[Region pointing data]
Content starts

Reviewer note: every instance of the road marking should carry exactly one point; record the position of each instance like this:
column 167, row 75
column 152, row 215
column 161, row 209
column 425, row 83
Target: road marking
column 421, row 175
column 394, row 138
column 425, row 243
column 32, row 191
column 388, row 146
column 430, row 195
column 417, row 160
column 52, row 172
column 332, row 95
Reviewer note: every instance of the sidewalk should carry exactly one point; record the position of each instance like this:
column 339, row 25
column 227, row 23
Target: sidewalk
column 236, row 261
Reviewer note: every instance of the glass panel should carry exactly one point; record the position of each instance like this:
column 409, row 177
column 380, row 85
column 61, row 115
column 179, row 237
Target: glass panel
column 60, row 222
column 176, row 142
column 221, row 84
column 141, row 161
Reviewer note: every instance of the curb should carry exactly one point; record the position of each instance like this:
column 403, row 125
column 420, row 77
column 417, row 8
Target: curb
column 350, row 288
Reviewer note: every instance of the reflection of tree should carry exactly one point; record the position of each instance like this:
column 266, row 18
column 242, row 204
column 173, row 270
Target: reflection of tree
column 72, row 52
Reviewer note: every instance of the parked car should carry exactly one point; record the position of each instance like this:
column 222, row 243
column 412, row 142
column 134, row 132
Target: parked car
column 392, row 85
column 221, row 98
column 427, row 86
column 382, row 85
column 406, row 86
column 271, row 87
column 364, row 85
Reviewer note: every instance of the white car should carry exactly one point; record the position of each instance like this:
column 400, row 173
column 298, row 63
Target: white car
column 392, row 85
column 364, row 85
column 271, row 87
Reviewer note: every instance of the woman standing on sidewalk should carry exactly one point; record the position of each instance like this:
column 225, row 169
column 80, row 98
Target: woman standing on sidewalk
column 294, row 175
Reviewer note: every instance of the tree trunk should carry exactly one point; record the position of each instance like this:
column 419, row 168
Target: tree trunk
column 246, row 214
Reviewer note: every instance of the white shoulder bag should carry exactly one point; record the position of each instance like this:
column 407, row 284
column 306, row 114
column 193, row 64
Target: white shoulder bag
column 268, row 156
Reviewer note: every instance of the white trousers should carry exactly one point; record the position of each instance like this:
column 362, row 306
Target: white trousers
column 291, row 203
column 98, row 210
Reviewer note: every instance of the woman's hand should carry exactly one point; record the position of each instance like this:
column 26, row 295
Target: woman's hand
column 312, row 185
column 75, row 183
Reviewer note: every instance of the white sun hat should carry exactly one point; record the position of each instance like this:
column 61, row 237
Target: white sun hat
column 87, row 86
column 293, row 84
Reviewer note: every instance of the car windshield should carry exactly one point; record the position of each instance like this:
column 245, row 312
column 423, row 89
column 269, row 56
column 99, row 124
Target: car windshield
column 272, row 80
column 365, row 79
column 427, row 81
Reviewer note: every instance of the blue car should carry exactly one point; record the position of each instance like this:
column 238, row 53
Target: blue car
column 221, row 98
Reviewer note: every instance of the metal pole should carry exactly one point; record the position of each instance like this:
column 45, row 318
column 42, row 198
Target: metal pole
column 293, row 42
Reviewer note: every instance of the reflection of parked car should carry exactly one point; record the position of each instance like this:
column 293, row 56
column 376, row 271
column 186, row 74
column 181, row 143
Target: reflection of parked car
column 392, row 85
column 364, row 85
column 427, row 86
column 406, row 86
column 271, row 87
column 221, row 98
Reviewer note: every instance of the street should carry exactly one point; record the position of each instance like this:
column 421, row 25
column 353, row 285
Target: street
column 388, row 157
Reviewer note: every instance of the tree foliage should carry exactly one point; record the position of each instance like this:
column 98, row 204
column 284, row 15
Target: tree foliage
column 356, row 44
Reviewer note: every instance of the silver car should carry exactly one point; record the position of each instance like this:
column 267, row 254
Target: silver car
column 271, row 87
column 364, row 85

Content ends

● What you need to do
Starting at the first line of the records, print each line exactly, stopping after the line that contains "column 179, row 237".

● Reply to the exercise
Reviewer note: every instance of the road marking should carry exactly one point; record the position of each instance like this:
column 167, row 75
column 152, row 215
column 161, row 209
column 425, row 83
Target: road marking
column 421, row 175
column 394, row 138
column 425, row 243
column 32, row 191
column 388, row 146
column 430, row 195
column 417, row 160
column 52, row 172
column 332, row 95
Reviewer note: every instance of the sidewalk should carry exactly one point; record the position of each instance like this:
column 339, row 25
column 227, row 23
Target: sidewalk
column 236, row 261
Reviewer note: every instance of the glass panel should carry exactly one point; record the position of each instance like this:
column 409, row 177
column 380, row 85
column 61, row 115
column 179, row 237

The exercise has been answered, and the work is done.